Stored data entries
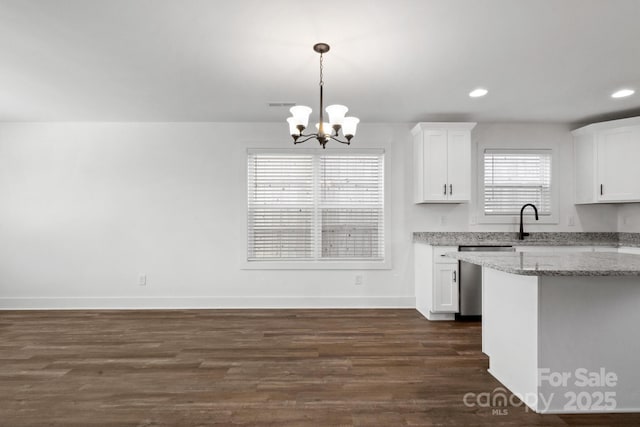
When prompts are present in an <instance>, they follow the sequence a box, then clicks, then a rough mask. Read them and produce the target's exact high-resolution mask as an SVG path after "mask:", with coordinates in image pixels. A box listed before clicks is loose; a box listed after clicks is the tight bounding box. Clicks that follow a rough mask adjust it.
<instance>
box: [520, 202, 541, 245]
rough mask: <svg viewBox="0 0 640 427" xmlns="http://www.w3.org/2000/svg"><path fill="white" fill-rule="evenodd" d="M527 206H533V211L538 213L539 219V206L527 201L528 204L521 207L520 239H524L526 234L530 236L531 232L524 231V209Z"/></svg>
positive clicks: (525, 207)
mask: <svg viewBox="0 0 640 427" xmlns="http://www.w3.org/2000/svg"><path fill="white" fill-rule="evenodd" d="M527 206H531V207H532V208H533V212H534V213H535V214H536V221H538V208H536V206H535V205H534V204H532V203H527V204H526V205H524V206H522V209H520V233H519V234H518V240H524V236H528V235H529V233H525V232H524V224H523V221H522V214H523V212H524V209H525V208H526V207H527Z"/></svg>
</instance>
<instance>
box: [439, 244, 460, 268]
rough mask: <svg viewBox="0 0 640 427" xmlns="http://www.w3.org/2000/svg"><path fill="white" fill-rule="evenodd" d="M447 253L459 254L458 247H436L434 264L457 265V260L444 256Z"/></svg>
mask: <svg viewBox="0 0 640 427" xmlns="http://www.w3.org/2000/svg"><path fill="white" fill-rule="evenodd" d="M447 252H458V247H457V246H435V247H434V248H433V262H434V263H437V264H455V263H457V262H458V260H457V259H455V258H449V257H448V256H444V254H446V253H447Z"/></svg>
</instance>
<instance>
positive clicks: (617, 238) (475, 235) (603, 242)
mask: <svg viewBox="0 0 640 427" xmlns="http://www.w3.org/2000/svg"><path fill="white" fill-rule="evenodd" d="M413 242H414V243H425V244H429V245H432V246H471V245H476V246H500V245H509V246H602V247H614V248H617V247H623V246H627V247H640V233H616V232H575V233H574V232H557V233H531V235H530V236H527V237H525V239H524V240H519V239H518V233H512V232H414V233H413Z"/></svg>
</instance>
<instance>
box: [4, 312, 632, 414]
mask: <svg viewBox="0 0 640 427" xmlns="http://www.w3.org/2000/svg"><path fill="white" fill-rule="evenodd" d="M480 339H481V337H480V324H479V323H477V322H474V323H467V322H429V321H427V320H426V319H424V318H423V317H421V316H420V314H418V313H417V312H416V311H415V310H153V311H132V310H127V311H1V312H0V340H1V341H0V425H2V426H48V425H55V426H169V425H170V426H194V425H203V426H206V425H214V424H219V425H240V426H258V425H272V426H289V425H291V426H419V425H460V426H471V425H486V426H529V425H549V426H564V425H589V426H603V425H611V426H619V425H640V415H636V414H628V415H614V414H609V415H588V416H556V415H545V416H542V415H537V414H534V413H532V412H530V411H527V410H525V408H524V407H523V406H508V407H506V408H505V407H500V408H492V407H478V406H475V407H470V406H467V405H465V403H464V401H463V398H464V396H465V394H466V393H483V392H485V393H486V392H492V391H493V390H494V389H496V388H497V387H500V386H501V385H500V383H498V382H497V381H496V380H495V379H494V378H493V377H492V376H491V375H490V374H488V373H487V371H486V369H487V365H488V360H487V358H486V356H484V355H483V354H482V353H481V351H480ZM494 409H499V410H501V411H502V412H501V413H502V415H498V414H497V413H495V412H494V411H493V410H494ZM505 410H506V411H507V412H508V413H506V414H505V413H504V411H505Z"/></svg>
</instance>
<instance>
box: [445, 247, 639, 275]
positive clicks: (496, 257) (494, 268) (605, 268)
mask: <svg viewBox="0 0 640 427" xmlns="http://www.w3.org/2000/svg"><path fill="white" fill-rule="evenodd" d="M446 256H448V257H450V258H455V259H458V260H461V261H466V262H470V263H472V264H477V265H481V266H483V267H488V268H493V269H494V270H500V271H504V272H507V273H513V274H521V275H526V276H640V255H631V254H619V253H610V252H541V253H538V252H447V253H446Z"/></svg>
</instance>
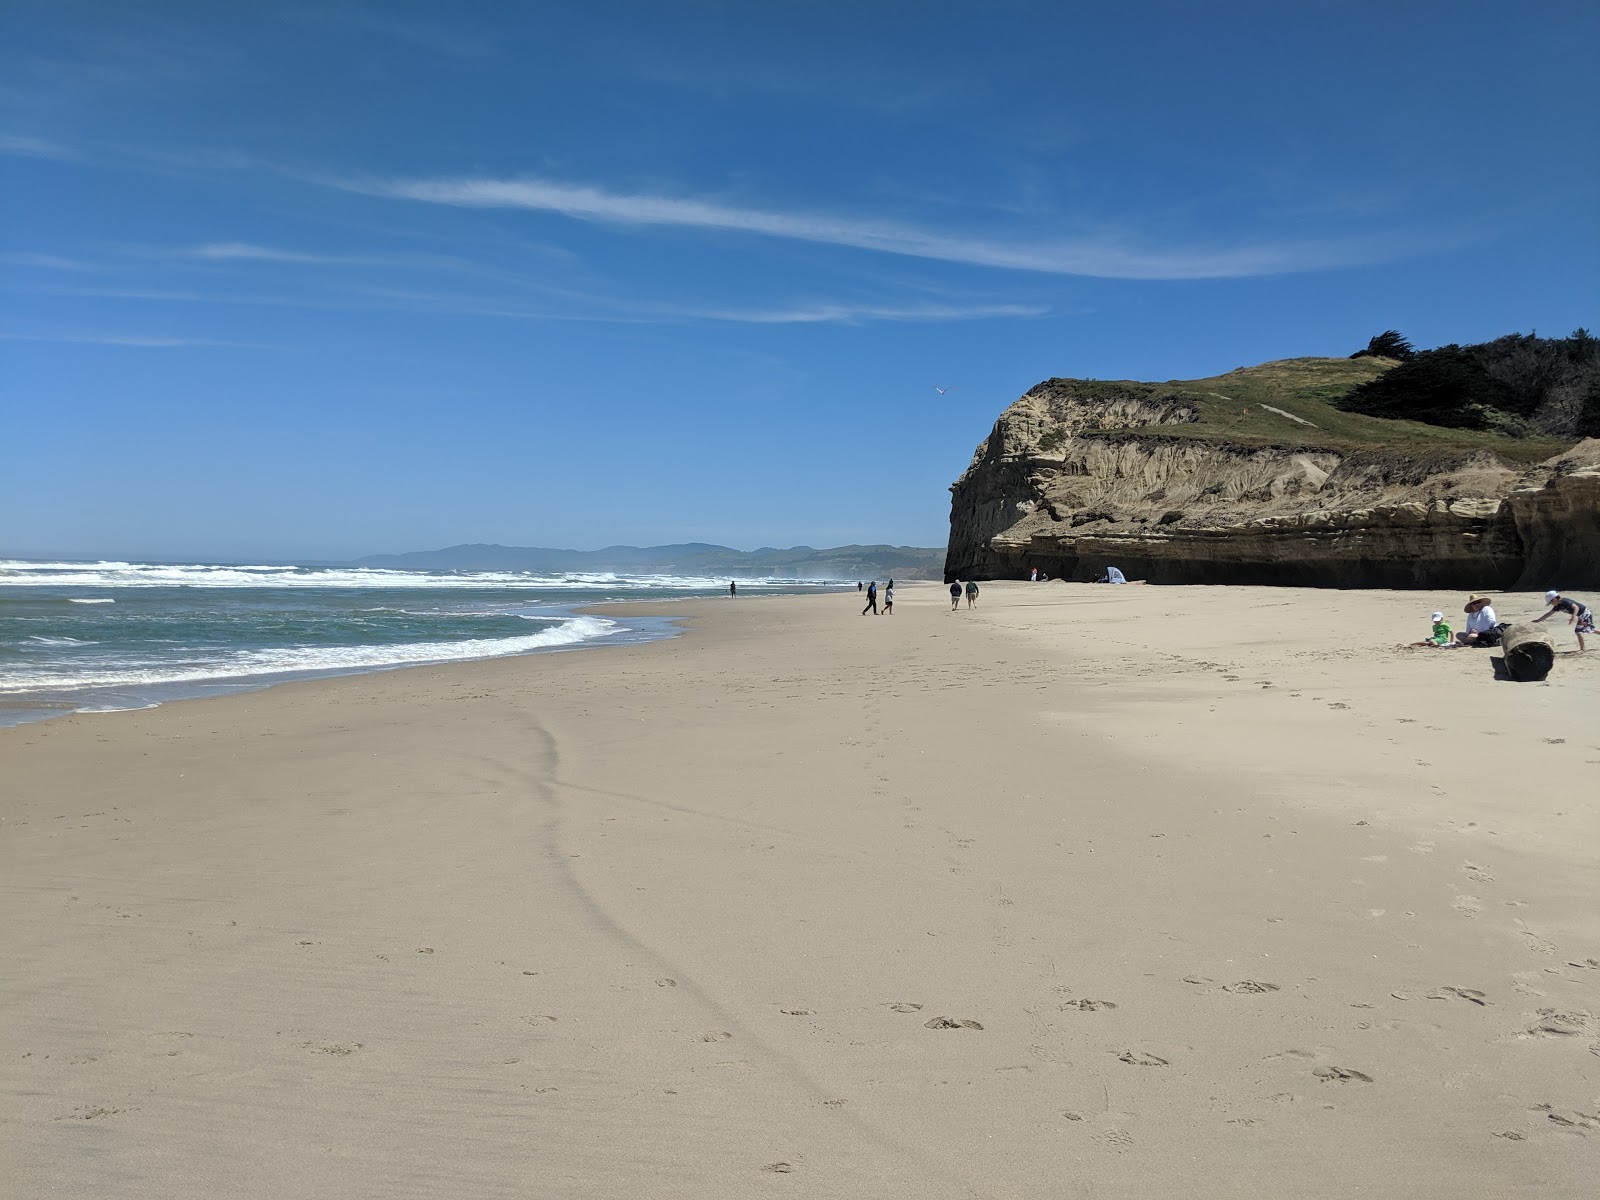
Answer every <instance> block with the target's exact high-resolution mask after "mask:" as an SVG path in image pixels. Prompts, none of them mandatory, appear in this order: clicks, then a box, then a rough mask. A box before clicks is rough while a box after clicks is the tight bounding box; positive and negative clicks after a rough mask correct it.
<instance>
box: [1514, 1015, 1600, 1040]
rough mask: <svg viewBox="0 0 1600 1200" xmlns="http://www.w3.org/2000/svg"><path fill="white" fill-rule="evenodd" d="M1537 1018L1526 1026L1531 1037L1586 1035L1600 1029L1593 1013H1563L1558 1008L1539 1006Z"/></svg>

To do: Count lines above with the word "target". Give the number only.

Exercise result: 2